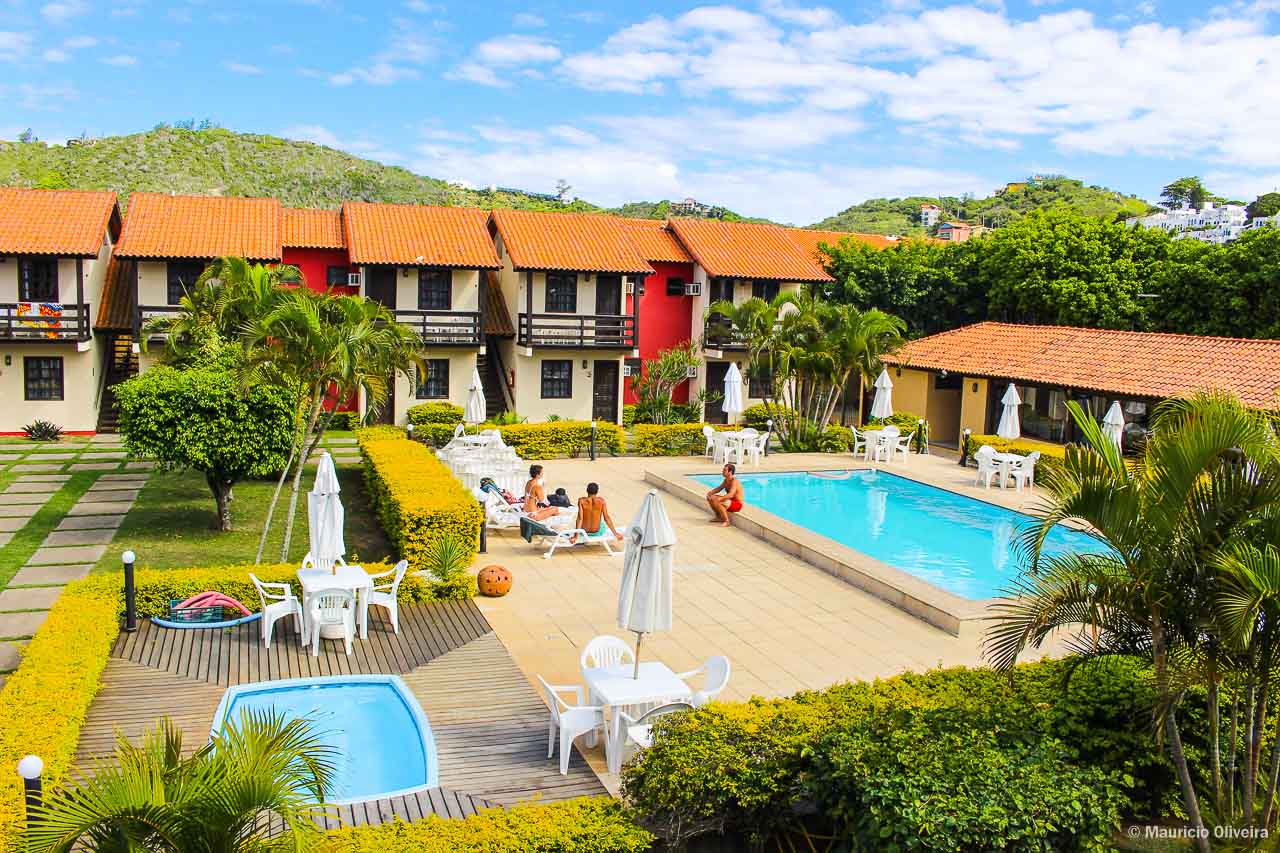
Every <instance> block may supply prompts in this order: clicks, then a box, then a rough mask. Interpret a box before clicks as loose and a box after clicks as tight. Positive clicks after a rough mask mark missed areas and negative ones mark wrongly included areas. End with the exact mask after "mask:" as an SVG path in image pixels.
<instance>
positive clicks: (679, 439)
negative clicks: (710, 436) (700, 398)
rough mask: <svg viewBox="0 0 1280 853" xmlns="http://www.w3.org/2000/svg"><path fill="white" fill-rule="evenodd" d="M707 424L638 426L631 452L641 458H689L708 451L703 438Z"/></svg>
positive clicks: (632, 431) (637, 426)
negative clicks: (636, 453) (696, 453)
mask: <svg viewBox="0 0 1280 853" xmlns="http://www.w3.org/2000/svg"><path fill="white" fill-rule="evenodd" d="M703 427H707V424H636V425H635V427H632V428H631V437H632V439H634V441H632V443H631V450H634V451H635V452H636V453H639V455H640V456H689V455H690V453H701V452H703V451H704V450H707V439H705V438H704V437H703ZM710 427H712V429H717V430H730V429H737V424H710Z"/></svg>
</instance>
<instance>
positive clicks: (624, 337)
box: [517, 314, 639, 350]
mask: <svg viewBox="0 0 1280 853" xmlns="http://www.w3.org/2000/svg"><path fill="white" fill-rule="evenodd" d="M637 329H639V323H637V320H636V316H635V315H632V314H521V315H520V334H518V336H517V342H518V343H520V346H522V347H566V348H579V347H594V348H599V350H634V348H635V347H636V338H637V334H636V333H637Z"/></svg>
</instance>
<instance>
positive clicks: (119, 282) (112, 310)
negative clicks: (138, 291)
mask: <svg viewBox="0 0 1280 853" xmlns="http://www.w3.org/2000/svg"><path fill="white" fill-rule="evenodd" d="M132 274H133V261H127V260H120V257H119V256H118V255H115V254H114V252H113V254H111V260H110V261H109V263H108V265H106V279H105V280H104V283H102V301H101V302H99V305H97V321H96V323H93V328H95V329H113V330H120V329H132V328H133V278H132Z"/></svg>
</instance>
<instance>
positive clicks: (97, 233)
mask: <svg viewBox="0 0 1280 853" xmlns="http://www.w3.org/2000/svg"><path fill="white" fill-rule="evenodd" d="M113 218H114V223H115V225H116V227H118V225H119V219H120V211H119V207H116V205H115V193H114V192H92V191H86V190H24V188H20V187H0V255H64V256H73V257H96V256H97V252H99V251H100V250H101V248H102V240H104V238H105V237H106V232H108V228H111V225H113ZM113 236H114V234H113Z"/></svg>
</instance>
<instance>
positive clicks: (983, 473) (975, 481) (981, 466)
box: [973, 444, 1001, 489]
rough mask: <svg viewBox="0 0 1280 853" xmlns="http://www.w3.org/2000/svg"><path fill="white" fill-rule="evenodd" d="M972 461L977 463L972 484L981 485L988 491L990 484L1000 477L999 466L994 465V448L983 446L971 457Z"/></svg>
mask: <svg viewBox="0 0 1280 853" xmlns="http://www.w3.org/2000/svg"><path fill="white" fill-rule="evenodd" d="M973 461H975V462H978V476H975V478H974V480H973V484H974V485H978V484H979V483H982V484H983V485H986V487H987V488H988V489H989V488H991V482H992V480H993V479H996V478H997V476H1000V467H1001V466H1000V465H997V464H996V448H995V447H992V446H991V444H983V446H982V447H979V448H978V452H975V453H974V455H973Z"/></svg>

***

What is needed
Reproduce the items word for word, from the start of the items up to and including the line that contains "positive clicks: (632, 431) (637, 426)". Leave the pictures out.

Completed exercise
Every <instance> block may supply prompts in this order: clicks, then a box, then a rough mask. Interpret a box before clicks as loose and a box after clicks as tight. Positive clicks after a rough mask mark missed areas and negative ones mark wrongly included areas. End with the exact mask after "mask:" as an SVG path in image pixels.
<instance>
positive clicks: (679, 439)
negative clicks: (710, 436) (700, 398)
rough mask: <svg viewBox="0 0 1280 853" xmlns="http://www.w3.org/2000/svg"><path fill="white" fill-rule="evenodd" d="M707 424L638 426L631 452L641 458H689L708 451L703 438Z"/></svg>
positive clicks: (632, 431) (637, 426)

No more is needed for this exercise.